- **What to do**
a. Do these statements agree with the text about alcohol in Dufferin County? Answer yes or no for each, quoting the words that decide it.
(i) Dufferin County's rate of high-risk alcohol consumption is lower than the provincial average.
(ii) An addiction counsellor was among those heard from.
(iii) All the videos can be watched at alcoholstories.ca.
b. Answer these questions from the text about alcohol in Dufferin County.
(i) Besides the streets, where did the team go to hear from people?
(ii) What does FASD stand for?
(iii) What is the alcohol awareness campaign called?
c. Pick up the text about alcohol in Dufferin County right after its last sentence and keep writing.

- **Text segment**
The rate of high-risk alcohol consumption is higher in Dufferin County compared to the provincial average. In one way or another, alcohol affects everyone in a community. We hit the streets (and offices) of Dufferin County to hear what local residents and professionals had to say about alcohol-related harms in their communities.
We heard from doctors, police, EMS, an addiction counsellor, a Town Councillor, the FASD community coordinator and individuals with lived experience of addiction and FASD (Fetal Alcohol Spectrum Disorder), as part of the alcohol awareness campaign Last Call Dufferin.
The participants had a lot to say about how alcohol affects their lives and how alcohol-related harms impact the community. They spoke, and we listened. Their stories may surprise you. You can watch all videos at alcoholstories.ca.
1. We heard that alcohol is a problem in Dufferin County.

(Image-grounded pointing data)
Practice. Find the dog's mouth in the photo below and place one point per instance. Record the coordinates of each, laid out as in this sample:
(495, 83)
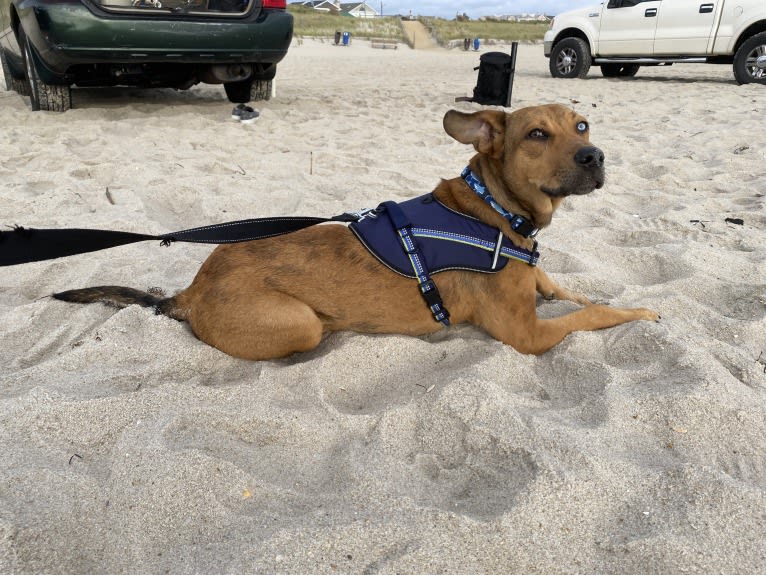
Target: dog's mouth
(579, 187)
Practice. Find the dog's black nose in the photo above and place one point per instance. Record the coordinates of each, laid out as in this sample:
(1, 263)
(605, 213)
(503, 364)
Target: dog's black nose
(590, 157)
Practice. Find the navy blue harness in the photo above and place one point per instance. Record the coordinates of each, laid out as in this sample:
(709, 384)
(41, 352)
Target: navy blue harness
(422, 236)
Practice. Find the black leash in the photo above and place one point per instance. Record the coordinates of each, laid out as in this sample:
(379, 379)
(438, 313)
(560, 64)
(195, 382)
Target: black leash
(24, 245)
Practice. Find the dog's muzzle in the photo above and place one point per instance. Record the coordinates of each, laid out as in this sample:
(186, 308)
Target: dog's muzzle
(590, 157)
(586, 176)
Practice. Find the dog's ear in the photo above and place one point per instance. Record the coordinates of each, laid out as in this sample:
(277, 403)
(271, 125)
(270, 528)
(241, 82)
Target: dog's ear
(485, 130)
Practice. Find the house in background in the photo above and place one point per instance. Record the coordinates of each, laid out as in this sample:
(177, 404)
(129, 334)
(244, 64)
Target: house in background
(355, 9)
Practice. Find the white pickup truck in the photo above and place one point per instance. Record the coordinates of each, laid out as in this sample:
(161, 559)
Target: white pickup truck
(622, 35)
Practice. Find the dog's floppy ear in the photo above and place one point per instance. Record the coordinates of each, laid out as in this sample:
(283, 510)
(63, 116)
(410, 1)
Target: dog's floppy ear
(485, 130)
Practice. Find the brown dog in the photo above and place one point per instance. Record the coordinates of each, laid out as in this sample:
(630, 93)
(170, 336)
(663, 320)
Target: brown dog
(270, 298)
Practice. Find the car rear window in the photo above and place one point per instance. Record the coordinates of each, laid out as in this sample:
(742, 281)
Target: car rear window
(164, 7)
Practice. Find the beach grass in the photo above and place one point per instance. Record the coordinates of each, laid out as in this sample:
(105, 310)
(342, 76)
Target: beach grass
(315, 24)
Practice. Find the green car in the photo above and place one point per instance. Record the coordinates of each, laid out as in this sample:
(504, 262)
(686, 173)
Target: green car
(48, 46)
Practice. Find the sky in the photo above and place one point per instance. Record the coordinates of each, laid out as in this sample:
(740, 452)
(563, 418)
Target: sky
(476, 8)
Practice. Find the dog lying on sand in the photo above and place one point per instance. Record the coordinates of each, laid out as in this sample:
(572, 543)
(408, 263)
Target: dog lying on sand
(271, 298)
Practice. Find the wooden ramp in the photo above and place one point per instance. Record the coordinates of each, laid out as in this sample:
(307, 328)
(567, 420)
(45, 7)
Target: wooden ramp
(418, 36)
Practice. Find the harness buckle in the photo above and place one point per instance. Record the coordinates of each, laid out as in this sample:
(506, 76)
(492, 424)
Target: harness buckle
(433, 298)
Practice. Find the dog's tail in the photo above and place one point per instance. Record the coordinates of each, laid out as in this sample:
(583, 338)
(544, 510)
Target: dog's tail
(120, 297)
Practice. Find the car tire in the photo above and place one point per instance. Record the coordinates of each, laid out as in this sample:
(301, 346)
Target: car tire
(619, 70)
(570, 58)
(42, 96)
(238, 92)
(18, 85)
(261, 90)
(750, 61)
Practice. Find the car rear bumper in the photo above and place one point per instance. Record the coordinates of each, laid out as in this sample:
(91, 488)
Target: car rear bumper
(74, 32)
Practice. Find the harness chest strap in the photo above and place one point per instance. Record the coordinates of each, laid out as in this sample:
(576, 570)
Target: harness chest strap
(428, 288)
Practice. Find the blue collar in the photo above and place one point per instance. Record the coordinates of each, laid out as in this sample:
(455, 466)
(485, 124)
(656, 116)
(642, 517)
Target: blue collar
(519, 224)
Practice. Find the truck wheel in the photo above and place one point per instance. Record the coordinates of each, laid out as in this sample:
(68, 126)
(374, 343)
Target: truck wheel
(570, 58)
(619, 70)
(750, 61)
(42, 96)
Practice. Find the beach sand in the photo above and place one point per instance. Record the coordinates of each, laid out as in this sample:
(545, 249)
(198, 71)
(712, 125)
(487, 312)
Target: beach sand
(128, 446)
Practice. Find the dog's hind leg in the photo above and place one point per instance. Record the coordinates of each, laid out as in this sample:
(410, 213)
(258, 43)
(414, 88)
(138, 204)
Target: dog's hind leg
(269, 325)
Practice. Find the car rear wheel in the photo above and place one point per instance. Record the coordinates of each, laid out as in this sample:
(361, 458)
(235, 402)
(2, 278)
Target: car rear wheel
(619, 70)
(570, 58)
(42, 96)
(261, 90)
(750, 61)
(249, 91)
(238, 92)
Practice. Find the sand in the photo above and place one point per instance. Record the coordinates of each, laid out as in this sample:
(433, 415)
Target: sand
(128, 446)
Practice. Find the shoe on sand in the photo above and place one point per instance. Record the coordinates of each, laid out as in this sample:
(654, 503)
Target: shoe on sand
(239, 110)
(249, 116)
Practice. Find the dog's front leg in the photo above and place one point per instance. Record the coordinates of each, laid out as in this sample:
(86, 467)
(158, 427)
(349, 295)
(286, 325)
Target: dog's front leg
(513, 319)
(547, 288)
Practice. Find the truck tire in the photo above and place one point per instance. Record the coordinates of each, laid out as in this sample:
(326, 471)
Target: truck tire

- **Results in order**
a.
(i) No: "The rate of high-risk alcohol consumption is higher in Dufferin County compared to the provincial average."
(ii) Yes: "an addiction counsellor"
(iii) Yes: "You can watch all videos at alcoholstories.ca."

b.
(i) Offices
(ii) Fetal Alcohol Spectrum Disorder
(iii) Last Call Dufferin

c.
“Dufferin County still has this idea that you know that [alcohol use] is not happening here, and I don’t think the community realizes that people overdose on alcohol as well”, said Kristy Fearon, Addiction Counsellor, Family Transition Place.
“I certainly think the community needs to be concerned about alcohol use and misuse”, shared Dr. Paul Scotton, ER Chief, Headwaters Health Care Centre.
2. We heard that much like other places in Ontario (and Canada), the social norms in Dufferin County contribute to alcohol use and its associated harms.
“We are immersed in a drinking culture, we not only accept it but we do promote [alcohol use]”, shared Tara Leskey, FASD Action Coordinator, Dufferin Child & Family Services.
“It’s not just about an individuals’ decision in a particular circumstance to drink or not to drink. If you’re picturing a young person at a party you’re thinking about, ‘what is everyone else doing at that party, is it socially acceptable; socially promoted to be drinking alcohol at the party?’” said Dr. Matthew Tenenbaum, Associate Medical Officer of Health at Wellington-Dufferin-Guelph Public Health. “If you have a society that is less pro-alcohol you might think differently about how you consume”.
3. We heard about the stigma associated with alcohol use and addiction.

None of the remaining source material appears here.